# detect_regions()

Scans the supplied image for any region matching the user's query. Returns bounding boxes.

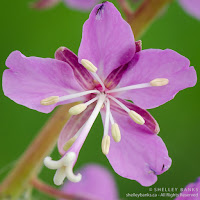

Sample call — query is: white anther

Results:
[44,152,82,185]
[69,103,87,115]
[59,90,100,102]
[81,59,97,73]
[53,167,66,185]
[65,167,82,183]
[40,96,59,106]
[44,156,63,169]
[128,110,145,125]
[101,135,110,155]
[150,78,169,87]
[63,135,78,151]
[111,123,121,142]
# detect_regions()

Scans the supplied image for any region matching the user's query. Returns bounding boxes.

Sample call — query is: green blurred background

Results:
[0,0,200,199]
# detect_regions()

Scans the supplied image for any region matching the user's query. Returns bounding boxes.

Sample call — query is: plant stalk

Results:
[0,104,75,200]
[127,0,173,39]
[0,0,172,200]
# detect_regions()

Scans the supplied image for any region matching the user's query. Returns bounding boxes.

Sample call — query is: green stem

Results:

_ _ _ _

*Your task*.
Copy out every line of all the entries above, with each bounding-box coordinate in the results shifted by -149. Omit the picture lines from your copy.

*Solution below*.
# detect_regions()

Scans the supplied image for any region matching the user's query. Returns bounding boxes.


Sample call — query is: white anther

Results:
[-105,3,-67,36]
[-80,-46,-62,-34]
[-90,-59,-49,-47]
[-68,-90,-52,-76]
[-96,18,-83,36]
[-84,18,-67,34]
[-109,-53,-90,-43]
[-105,7,-86,20]
[-21,-39,-4,-24]
[-48,-14,-39,6]
[1,-71,20,-62]
[-86,-14,-71,2]
[-38,-26,-28,-7]
# detect_regions()

Scans the supplied image for any region matching the user's query. Returns bounding boxes.

Sample call — query is: green blurred background

Results:
[-149,-149,51,50]
# detect_regions()

Scans the supplied image for any region matching the user's query. Returns bounding boxes.

Sample call — query is: plant stalk

Results:
[-149,-45,-74,51]
[-22,-149,24,-110]
[-149,-149,23,51]
# detect_regions()

Scans the supplied image for any region matching the user's query. Returns bounding boxes.

Sample call — query is: green stem

Results:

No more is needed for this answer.